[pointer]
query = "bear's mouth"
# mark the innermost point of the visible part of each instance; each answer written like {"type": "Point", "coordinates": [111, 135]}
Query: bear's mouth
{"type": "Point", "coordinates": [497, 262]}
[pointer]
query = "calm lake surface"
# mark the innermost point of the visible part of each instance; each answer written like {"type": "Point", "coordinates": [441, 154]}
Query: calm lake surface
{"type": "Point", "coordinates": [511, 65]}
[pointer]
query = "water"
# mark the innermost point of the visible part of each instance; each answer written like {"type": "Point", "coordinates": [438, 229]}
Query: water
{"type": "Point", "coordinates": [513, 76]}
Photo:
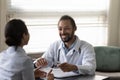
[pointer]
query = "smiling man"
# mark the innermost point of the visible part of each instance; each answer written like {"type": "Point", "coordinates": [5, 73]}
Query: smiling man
{"type": "Point", "coordinates": [72, 53]}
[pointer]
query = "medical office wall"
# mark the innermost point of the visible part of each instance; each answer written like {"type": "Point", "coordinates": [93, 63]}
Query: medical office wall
{"type": "Point", "coordinates": [98, 21]}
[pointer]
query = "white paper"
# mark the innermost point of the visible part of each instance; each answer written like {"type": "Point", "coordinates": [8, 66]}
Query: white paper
{"type": "Point", "coordinates": [58, 73]}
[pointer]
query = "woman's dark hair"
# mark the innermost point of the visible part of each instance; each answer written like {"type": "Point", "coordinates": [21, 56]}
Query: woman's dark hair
{"type": "Point", "coordinates": [67, 17]}
{"type": "Point", "coordinates": [14, 31]}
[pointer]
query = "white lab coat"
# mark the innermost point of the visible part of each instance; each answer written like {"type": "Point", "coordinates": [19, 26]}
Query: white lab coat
{"type": "Point", "coordinates": [82, 55]}
{"type": "Point", "coordinates": [15, 65]}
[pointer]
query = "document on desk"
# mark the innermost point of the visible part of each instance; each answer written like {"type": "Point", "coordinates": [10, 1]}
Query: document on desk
{"type": "Point", "coordinates": [58, 73]}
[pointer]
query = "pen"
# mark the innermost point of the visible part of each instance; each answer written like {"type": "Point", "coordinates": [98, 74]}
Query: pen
{"type": "Point", "coordinates": [37, 68]}
{"type": "Point", "coordinates": [50, 71]}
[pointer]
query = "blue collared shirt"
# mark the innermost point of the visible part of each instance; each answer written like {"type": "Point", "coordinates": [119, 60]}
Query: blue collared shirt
{"type": "Point", "coordinates": [84, 60]}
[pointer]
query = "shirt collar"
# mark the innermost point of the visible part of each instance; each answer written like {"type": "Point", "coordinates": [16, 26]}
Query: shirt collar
{"type": "Point", "coordinates": [75, 45]}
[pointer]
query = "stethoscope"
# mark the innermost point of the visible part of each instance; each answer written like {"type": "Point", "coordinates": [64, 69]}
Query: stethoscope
{"type": "Point", "coordinates": [57, 61]}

• [Activity] Copy all the entries word for word. Omit any pictures.

• [Answer below]
[pointer]
query = "bear's mouth"
# mark the innermost point of the visible part of each instance; each answer written like {"type": "Point", "coordinates": [111, 135]}
Query: bear's mouth
{"type": "Point", "coordinates": [497, 262]}
[pointer]
query = "calm lake surface"
# mark the innermost point of the visible part of each instance; each answer written like {"type": "Point", "coordinates": [441, 154]}
Query: calm lake surface
{"type": "Point", "coordinates": [511, 65]}
[pointer]
query = "water"
# mark the innermost point of the visible part of each instance; each answer written like {"type": "Point", "coordinates": [438, 229]}
Query: water
{"type": "Point", "coordinates": [513, 76]}
Photo:
[pointer]
query = "smiling man"
# mark the innermost point of the visible part of each instance; each answer written like {"type": "Point", "coordinates": [5, 73]}
Query: smiling man
{"type": "Point", "coordinates": [72, 53]}
[pointer]
query = "medical office wall"
# mark the innermost point of the visible part of each instance; each answer written like {"type": "Point", "coordinates": [93, 63]}
Query: medical office wall
{"type": "Point", "coordinates": [98, 21]}
[pointer]
query = "white paper"
# mark the innermost point of the visible part of each instance; each answer written like {"type": "Point", "coordinates": [8, 66]}
Query: white paper
{"type": "Point", "coordinates": [58, 73]}
[pointer]
query = "woman's dark hair"
# mark the innermost point of the visible part of each instance; each answer written like {"type": "Point", "coordinates": [21, 56]}
Query: woman's dark hair
{"type": "Point", "coordinates": [67, 17]}
{"type": "Point", "coordinates": [14, 31]}
[pointer]
query = "white lab coat"
# mark the innermost point of the visible part of each instance; each answer written like {"type": "Point", "coordinates": [19, 26]}
Query: white lab coat
{"type": "Point", "coordinates": [82, 55]}
{"type": "Point", "coordinates": [15, 65]}
[pointer]
query = "document on desk"
# mark the innermost point of the visible part of each instance; each answer written like {"type": "Point", "coordinates": [10, 1]}
Query: document on desk
{"type": "Point", "coordinates": [58, 73]}
[pointer]
query = "pen"
# mark the innermost point of the visible part of each instance; each answer written like {"type": "Point", "coordinates": [98, 74]}
Query: pen
{"type": "Point", "coordinates": [37, 68]}
{"type": "Point", "coordinates": [50, 71]}
[pointer]
query = "blue collared shirt"
# mark the innermost point of the visible part of each instance; each answer written like {"type": "Point", "coordinates": [119, 60]}
Query: blue collared shirt
{"type": "Point", "coordinates": [84, 60]}
[pointer]
query = "shirt collar"
# mark the innermost point of the visible part of each instance; each answer written like {"type": "Point", "coordinates": [16, 26]}
Query: shirt collar
{"type": "Point", "coordinates": [75, 45]}
[pointer]
query = "stethoscope"
# mark the innermost point of the visible part of each instance; each answer written like {"type": "Point", "coordinates": [64, 69]}
Query: stethoscope
{"type": "Point", "coordinates": [57, 61]}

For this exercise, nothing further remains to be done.